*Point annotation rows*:
========================
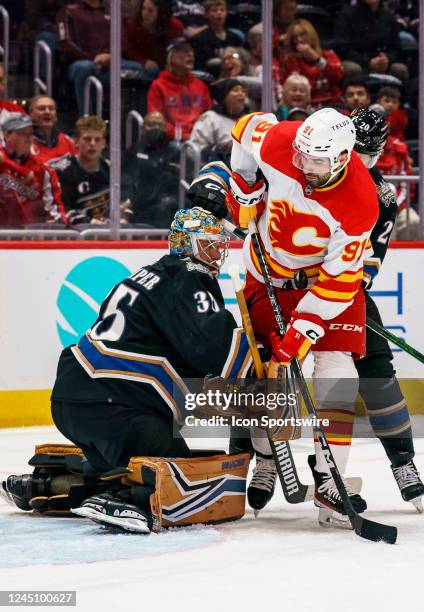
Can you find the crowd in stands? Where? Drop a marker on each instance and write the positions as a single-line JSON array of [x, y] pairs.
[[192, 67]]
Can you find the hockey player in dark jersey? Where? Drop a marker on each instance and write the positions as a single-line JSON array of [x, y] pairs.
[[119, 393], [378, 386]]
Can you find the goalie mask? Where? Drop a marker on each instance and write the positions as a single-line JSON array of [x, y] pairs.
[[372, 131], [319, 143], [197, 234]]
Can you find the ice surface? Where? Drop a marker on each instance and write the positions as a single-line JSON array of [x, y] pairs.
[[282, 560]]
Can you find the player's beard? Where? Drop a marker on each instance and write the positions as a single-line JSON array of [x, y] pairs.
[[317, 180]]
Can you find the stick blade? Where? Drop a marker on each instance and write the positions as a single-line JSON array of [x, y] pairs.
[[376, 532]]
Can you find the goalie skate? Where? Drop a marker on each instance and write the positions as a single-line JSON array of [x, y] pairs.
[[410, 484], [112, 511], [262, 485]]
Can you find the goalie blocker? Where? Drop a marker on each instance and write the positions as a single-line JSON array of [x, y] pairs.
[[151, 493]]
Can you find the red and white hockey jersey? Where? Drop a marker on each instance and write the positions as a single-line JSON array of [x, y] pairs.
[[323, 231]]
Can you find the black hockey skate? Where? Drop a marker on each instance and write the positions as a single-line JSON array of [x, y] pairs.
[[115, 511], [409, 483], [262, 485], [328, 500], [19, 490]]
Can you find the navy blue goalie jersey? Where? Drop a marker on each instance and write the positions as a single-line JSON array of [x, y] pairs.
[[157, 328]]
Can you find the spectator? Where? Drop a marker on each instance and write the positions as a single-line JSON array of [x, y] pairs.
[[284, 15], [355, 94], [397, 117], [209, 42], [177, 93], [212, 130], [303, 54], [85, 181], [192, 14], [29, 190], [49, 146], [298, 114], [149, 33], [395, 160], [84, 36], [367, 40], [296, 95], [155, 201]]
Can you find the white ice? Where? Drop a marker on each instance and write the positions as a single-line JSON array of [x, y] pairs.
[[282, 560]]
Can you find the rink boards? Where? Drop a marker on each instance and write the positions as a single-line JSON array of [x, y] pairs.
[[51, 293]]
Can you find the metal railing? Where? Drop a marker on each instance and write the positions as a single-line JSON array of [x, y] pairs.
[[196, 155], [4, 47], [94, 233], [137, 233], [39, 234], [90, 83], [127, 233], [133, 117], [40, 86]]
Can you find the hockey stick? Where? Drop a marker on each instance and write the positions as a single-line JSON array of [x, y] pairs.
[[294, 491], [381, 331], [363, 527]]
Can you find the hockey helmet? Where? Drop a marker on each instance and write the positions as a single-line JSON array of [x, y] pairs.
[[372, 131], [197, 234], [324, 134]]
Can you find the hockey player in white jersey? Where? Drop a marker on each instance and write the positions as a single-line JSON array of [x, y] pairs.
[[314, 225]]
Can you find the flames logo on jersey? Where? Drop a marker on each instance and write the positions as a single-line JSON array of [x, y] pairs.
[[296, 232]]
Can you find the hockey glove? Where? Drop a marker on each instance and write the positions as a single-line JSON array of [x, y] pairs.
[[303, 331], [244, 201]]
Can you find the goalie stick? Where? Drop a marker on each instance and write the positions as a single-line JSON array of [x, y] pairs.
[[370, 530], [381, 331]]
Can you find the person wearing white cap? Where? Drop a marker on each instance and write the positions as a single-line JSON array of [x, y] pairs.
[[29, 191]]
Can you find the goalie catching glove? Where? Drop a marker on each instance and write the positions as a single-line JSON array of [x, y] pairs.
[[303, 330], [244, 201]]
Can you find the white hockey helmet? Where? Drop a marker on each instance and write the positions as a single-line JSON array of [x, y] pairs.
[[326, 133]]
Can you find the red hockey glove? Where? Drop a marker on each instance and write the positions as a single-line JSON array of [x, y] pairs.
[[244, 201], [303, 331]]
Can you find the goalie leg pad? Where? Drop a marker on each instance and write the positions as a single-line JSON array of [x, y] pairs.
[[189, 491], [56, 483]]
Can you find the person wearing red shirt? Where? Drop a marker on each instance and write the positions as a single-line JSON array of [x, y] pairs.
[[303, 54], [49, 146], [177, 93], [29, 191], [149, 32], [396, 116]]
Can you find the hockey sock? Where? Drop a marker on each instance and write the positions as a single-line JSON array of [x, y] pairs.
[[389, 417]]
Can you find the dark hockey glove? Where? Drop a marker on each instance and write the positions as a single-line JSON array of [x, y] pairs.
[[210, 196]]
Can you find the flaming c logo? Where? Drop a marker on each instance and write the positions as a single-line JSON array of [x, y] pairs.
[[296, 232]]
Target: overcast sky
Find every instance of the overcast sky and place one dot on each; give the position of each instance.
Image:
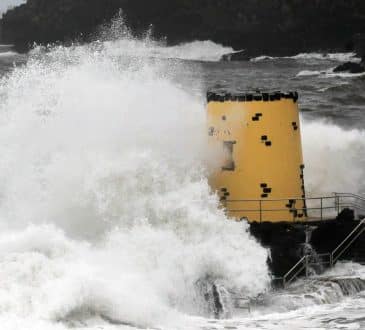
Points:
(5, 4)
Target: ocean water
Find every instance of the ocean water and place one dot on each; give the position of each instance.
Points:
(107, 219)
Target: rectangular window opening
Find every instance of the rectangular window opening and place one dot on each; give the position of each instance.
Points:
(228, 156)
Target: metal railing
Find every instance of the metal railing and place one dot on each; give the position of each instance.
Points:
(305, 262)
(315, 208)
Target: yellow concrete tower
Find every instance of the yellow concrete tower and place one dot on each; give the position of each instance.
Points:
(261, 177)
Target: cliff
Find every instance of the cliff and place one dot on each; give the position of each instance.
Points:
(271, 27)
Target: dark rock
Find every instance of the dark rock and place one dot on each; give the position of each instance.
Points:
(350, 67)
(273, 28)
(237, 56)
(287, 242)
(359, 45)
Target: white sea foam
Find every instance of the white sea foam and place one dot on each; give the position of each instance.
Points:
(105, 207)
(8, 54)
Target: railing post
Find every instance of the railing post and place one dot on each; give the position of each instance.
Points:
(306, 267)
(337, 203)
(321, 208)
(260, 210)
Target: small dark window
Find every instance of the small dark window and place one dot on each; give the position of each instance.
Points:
========================
*WRITTEN INSTRUCTION*:
Can you write out the rows word for word, starting at the beginning of the rows and ending at the line that contains "[[376, 532]]", with both ends included? Leave the pictures out.

*ANSWER TO THE EXERCISE*:
Can you find the crowd in stands? Where? Drop a marker on each instance and write the positions as a single-line JSON array of [x, y] pairs.
[[192, 67]]
Can you find the hockey player in dark jersey? Where? Drop a marker on each instance and write the positions as a single-line JSON array of [x, y] pairs.
[[119, 393], [378, 386]]
Can you find the goalie mask? Where? Drop a marker on each instance and write the positions as a single-line JSON array of [x, y] pairs.
[[372, 131], [319, 143], [197, 234]]
Can you find the ice surface? Where? Drop a marker on each instance and write the positions as a single-line JSON array of [x, y] pairs.
[[282, 560]]
Can you find the player's beard? Where? Drop a marker on each instance and write the positions as a single-line JSON array of [x, y] pairs.
[[317, 180]]
Can you find the stick blade? Where? Drop a marker on each instance and write the positions as a single-line JSON array of [x, y] pairs.
[[376, 532]]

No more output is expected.